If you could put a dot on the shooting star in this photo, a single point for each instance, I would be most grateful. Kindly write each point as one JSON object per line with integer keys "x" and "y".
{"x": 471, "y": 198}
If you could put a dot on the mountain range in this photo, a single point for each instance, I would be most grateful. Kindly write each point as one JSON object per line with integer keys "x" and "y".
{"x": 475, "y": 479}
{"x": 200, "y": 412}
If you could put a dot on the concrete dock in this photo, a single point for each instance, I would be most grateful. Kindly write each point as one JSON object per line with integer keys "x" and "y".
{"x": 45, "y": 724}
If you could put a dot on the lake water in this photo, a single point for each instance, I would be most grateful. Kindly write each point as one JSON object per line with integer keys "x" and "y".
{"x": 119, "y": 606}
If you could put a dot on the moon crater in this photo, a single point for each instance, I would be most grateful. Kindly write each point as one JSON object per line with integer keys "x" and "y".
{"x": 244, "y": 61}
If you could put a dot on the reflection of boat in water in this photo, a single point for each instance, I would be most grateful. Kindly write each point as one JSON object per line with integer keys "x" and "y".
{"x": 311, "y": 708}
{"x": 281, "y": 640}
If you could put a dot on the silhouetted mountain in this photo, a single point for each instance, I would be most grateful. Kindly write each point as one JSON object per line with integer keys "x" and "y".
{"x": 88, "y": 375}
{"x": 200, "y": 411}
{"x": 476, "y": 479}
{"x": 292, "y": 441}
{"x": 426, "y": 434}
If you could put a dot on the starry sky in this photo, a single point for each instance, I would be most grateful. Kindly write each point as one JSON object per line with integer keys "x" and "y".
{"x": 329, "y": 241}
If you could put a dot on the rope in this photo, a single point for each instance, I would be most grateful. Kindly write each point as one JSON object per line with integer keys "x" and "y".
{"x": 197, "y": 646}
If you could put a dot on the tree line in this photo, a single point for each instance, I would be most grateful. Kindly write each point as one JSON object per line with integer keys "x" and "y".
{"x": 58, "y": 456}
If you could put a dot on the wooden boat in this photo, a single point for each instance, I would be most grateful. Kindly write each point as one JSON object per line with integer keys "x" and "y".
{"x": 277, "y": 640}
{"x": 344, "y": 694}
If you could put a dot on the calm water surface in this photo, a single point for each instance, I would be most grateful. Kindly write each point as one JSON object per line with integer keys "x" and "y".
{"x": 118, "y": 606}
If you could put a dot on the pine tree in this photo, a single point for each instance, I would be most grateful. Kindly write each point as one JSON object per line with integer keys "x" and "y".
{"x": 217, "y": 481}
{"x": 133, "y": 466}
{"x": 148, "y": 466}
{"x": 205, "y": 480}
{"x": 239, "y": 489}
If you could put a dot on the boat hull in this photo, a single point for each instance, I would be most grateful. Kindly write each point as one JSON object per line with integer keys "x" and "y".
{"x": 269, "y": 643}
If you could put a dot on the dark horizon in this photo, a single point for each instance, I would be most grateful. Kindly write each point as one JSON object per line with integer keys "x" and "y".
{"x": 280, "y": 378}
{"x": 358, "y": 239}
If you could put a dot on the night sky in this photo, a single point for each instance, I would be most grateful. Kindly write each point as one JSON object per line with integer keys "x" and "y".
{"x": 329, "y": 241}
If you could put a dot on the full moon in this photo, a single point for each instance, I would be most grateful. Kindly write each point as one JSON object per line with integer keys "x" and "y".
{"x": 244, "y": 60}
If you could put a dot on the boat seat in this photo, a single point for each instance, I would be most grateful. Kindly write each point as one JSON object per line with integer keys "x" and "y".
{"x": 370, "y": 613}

• _Directions_
Take the entries above and set them all down again exactly as they read.

• _Your response_
If you could put a dot on the shooting star in this photo, a single point for each instance, I would be most grateful. Kindly write each point as one JSON object per line with integer keys "x" and "y".
{"x": 471, "y": 198}
If you could put a dot on the mountain range in this photo, a single point for each instance, I would be most grateful. Kindly write each point as one JSON object per line with integer keys "x" and "y".
{"x": 475, "y": 479}
{"x": 200, "y": 412}
If you could put a dot on the concrete dock in this photo, a single point for each instance, I would be most grateful. Kindly write each point as one JSON object per line with integer keys "x" and "y".
{"x": 45, "y": 724}
If you could put a dot on the lake water in this photo, a single point for each instance, I would be most grateful. Kindly write each point as one JSON object per line with integer keys "x" and "y".
{"x": 119, "y": 606}
If you could put a dot on the moon crater in this photo, a single point for each instance, I would be most grateful. Kindly write each point as one JSON object per line with integer keys "x" and "y".
{"x": 244, "y": 61}
If you could put a dot on the reflection of boat in water in this photo, a single point for each instance, I would be most grateful. Kindly write each point as one JSON object per line with integer keys "x" and "y".
{"x": 311, "y": 708}
{"x": 281, "y": 640}
If you could put a dot on the silhouetted mountain in this photo, a single point for each instance, I would be most grateful. Kindly write each point as one JSON object per line with integer keys "x" and "y".
{"x": 88, "y": 375}
{"x": 200, "y": 411}
{"x": 476, "y": 479}
{"x": 292, "y": 441}
{"x": 426, "y": 434}
If you could put a dot on the starry sky in this photo, a single point for each instance, I would be most grateful. Kindly write each point as one JSON object per line with integer keys "x" and "y".
{"x": 329, "y": 241}
If you could put a dot on the rope in this photo, a single point for each instance, I would be most grateful. Kindly write each point as one JSON object per line with integer keys "x" and "y".
{"x": 197, "y": 646}
If you could put a dot on the tree line in this photo, a single point for each instance, I would be most grateful. Kindly write each point as one JSON object per line with integer keys "x" and "y".
{"x": 58, "y": 456}
If you could put a dot on the wooden boat in this photo, a single point for each instance, I would be most grateful. Kindly write each point as one JSON object per line with integer keys "x" and "y".
{"x": 277, "y": 640}
{"x": 344, "y": 694}
If you could put a dot on the calm water surface in this photo, a single point for each instance, I would be most grateful. Kindly write each point as one JSON object per line with integer keys "x" and "y".
{"x": 118, "y": 606}
If you could put a dot on the pine tree in this photo, a single point for each instance, I would be most grateful. Kindly write each point as one JSON object per line with integer keys "x" and "y".
{"x": 217, "y": 481}
{"x": 133, "y": 466}
{"x": 148, "y": 466}
{"x": 205, "y": 480}
{"x": 239, "y": 489}
If you could put a dot on the boat hull in this photo, a single point for each instance, I would be most grateful. Kindly write each point as one JSON object per line with integer keys "x" and "y".
{"x": 269, "y": 643}
If you could put a dot on the dark horizon in this photo, a single point for each instance, I would be most grateful. Kindly write each point as one JSON object per line with integer keys "x" and "y".
{"x": 280, "y": 378}
{"x": 358, "y": 239}
If you could put a dot on the night sky in this photo, a single point for each instance, I would be most grateful. Kindly write each point as one JSON object per line with integer keys "x" and "y".
{"x": 329, "y": 241}
If you could put a dot on the full moon in this photo, a single point for each instance, I would be most grateful. Kindly write each point as one JSON object per line with integer keys "x" and "y".
{"x": 244, "y": 60}
If you could put a dot on the boat seat in this photo, a single point for each instance, I would be most grateful. Kindly write each point as one JSON object per line with integer keys "x" and "y".
{"x": 370, "y": 613}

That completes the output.